Devolva, sem qualquer alteração, as linhas que vão da que contém "Trace hockey goal net in this frame." até a que contém "[173,119,206,150]", incluindo as duas.

*** Extrato de dados

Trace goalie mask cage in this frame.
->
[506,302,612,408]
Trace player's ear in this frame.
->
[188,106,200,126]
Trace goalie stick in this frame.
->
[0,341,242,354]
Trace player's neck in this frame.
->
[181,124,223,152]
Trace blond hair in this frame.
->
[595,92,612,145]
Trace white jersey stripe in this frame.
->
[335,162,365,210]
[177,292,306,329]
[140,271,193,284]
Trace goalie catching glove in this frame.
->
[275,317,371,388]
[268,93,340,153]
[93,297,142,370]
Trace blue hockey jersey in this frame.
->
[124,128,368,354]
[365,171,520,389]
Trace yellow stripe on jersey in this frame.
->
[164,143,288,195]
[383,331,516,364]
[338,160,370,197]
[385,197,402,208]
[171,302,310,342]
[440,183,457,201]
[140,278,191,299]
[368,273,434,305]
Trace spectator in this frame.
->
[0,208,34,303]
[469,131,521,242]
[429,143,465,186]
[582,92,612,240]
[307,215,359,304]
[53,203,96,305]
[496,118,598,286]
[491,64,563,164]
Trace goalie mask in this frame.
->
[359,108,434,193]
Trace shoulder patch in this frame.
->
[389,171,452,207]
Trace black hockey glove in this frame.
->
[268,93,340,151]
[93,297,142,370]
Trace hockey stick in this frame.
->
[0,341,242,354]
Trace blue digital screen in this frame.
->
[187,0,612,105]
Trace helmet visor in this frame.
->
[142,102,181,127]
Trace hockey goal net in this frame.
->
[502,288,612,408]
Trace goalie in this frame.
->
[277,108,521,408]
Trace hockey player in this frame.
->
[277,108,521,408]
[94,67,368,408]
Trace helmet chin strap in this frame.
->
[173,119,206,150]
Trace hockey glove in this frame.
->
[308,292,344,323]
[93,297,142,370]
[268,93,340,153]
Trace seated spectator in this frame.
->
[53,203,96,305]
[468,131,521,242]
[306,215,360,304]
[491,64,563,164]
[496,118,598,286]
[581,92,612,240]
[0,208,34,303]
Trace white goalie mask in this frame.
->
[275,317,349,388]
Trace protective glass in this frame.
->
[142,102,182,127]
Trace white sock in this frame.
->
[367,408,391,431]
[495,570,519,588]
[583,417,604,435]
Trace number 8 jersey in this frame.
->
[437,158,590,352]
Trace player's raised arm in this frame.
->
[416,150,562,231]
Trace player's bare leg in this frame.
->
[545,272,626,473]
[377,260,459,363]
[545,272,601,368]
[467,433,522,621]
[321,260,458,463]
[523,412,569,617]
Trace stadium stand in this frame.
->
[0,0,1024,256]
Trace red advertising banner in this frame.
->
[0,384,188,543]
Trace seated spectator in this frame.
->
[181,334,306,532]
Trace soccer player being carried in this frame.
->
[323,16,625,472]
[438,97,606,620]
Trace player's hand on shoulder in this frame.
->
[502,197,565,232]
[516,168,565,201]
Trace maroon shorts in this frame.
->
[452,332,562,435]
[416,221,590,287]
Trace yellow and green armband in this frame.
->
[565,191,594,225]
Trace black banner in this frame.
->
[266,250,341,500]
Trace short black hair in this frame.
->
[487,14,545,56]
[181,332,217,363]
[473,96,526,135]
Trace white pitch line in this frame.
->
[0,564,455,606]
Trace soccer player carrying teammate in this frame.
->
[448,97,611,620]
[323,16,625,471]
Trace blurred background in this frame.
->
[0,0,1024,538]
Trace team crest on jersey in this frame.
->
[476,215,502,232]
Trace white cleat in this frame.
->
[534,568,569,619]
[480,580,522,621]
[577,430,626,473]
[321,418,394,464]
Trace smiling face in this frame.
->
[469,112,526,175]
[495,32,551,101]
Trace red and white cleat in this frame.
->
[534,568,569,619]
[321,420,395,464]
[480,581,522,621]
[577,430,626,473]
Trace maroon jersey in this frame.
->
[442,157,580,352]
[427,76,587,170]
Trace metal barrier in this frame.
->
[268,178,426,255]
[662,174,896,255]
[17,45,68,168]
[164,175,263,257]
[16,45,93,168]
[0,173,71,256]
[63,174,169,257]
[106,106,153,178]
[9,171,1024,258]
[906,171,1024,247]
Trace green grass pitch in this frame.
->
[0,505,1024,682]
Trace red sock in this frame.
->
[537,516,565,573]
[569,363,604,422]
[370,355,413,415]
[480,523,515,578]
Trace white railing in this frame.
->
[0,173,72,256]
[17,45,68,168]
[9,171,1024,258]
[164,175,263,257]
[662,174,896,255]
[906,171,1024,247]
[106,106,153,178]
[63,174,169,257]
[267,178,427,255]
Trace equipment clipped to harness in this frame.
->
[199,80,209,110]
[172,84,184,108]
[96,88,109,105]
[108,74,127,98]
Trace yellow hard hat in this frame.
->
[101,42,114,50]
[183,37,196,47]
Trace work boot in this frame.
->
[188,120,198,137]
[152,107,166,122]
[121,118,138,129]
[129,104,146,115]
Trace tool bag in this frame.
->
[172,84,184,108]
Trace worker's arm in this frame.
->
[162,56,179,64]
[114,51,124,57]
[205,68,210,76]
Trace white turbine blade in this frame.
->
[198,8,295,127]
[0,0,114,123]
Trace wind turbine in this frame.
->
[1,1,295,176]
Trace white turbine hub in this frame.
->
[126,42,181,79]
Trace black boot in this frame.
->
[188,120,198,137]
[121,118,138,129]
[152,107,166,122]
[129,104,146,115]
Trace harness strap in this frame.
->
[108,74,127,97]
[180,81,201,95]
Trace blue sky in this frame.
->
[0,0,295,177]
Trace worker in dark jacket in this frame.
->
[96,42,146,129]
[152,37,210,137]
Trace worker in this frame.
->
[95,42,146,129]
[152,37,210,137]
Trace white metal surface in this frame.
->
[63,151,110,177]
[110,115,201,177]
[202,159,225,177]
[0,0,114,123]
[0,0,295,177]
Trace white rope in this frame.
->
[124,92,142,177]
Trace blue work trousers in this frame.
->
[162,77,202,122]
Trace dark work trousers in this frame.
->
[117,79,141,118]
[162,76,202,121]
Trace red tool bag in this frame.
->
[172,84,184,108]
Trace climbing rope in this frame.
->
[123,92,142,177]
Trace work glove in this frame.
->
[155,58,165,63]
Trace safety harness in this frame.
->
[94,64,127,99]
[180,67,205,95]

******

## Resultado correto
Trace hockey goal net in this frame.
->
[502,288,612,408]
Trace goalie in this frame.
->
[277,108,521,408]
Trace hockey player in this frame.
->
[277,108,521,408]
[94,67,368,408]
Trace helmet chin strap in this frame.
->
[173,119,206,150]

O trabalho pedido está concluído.